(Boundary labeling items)
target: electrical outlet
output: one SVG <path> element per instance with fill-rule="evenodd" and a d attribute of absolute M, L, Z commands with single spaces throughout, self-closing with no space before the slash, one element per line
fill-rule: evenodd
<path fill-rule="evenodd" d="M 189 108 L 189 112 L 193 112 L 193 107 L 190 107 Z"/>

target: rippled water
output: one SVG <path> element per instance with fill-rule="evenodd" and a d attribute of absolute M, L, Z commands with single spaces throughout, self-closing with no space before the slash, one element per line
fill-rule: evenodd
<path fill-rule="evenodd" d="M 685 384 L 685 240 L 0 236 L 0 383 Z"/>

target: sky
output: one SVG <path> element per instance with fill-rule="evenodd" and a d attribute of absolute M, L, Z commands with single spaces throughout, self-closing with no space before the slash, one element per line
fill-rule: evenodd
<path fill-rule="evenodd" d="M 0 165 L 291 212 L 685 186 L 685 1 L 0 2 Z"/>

__EXERCISE__: From the records above, extract everything verbatim.

__EXERCISE ANSWER__:
target: electrical outlet
output: one SVG <path> element per instance with fill-rule="evenodd" and a d attribute of absolute M, L, Z commands with single spaces throughout, self-closing with no space before the slash, one element per line
fill-rule: evenodd
<path fill-rule="evenodd" d="M 189 108 L 189 112 L 193 112 L 193 107 L 190 107 Z"/>

target: rippled water
output: one SVG <path> element per instance with fill-rule="evenodd" and a d attribute of absolute M, L, Z commands with single spaces throughout, self-closing with no space before the slash, one element per line
fill-rule: evenodd
<path fill-rule="evenodd" d="M 685 384 L 685 240 L 0 236 L 0 383 Z"/>

target: sky
output: one SVG <path> element per instance with fill-rule="evenodd" and a d attribute of absolute M, L, Z commands with single spaces throughout, self-closing with no space before the slash, one element per line
fill-rule: evenodd
<path fill-rule="evenodd" d="M 0 165 L 291 212 L 685 186 L 685 1 L 0 2 Z"/>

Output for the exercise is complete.